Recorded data

········

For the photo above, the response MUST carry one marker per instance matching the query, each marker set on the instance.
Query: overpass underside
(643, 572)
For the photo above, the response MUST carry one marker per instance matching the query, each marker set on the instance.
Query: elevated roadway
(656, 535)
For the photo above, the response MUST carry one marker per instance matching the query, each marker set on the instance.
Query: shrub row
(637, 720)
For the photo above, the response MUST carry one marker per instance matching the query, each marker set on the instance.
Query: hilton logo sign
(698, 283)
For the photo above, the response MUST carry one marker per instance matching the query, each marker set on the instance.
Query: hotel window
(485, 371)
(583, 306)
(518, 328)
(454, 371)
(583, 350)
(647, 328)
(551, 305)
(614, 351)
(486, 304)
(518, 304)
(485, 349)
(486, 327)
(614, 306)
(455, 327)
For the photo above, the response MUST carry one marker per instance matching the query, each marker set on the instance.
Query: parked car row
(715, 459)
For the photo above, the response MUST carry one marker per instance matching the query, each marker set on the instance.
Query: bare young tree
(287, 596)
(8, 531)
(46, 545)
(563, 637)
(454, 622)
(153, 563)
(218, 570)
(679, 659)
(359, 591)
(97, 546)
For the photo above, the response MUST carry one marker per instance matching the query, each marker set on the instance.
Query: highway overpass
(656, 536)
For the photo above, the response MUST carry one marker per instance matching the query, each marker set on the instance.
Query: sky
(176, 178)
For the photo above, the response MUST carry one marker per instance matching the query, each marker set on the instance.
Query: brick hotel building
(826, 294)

········

### ACTION ITEM:
Retype the data in full, and keep every line identical to the original.

### COMPLETED EXERCISE:
For the photo above, the response MUST carry one marker per instance matching the query, each marker set on the instance.
Query: overpass underside
(643, 572)
For the photo above, the response MUST carry one marker per instance matching the query, each marker set on the instance.
Query: elevated roadway
(656, 535)
For the photo above, the response MUST carry one marker per instance matching the query, each marker set on the instance.
Query: shrub row
(637, 720)
For the photo above, the response MUST carry one marker per instance matching the query, each marker set on the instance.
Query: hilton logo sign
(698, 283)
For the photo above, the response MUST carry one marker per instance matching the query, each marker set on the instance.
Query: hotel window
(485, 371)
(583, 306)
(518, 328)
(454, 371)
(583, 350)
(647, 328)
(551, 305)
(614, 351)
(486, 304)
(518, 304)
(485, 349)
(486, 327)
(614, 306)
(455, 327)
For the photo above, the response MUST carry one marker per instance matching the query, each marker set on the instance.
Query: parked car row
(715, 459)
For the photo above, the response MUST carry one marker per instance matching the query, each marker set on the instance.
Query: bare young tree
(287, 596)
(8, 531)
(46, 545)
(563, 637)
(454, 622)
(153, 563)
(218, 570)
(679, 659)
(359, 591)
(97, 546)
For the photo above, the response MUST carry one marker per instance matching the query, each marker set on the instance.
Query: highway overpass
(656, 536)
For the photo above, the response MUST carry one marker per instance matching the query, each marker set on the instance.
Query: sky
(176, 178)
For the photo above, the response MUST carry one marker per instance matching the query, each marker set on the instance.
Query: brick hotel building
(826, 294)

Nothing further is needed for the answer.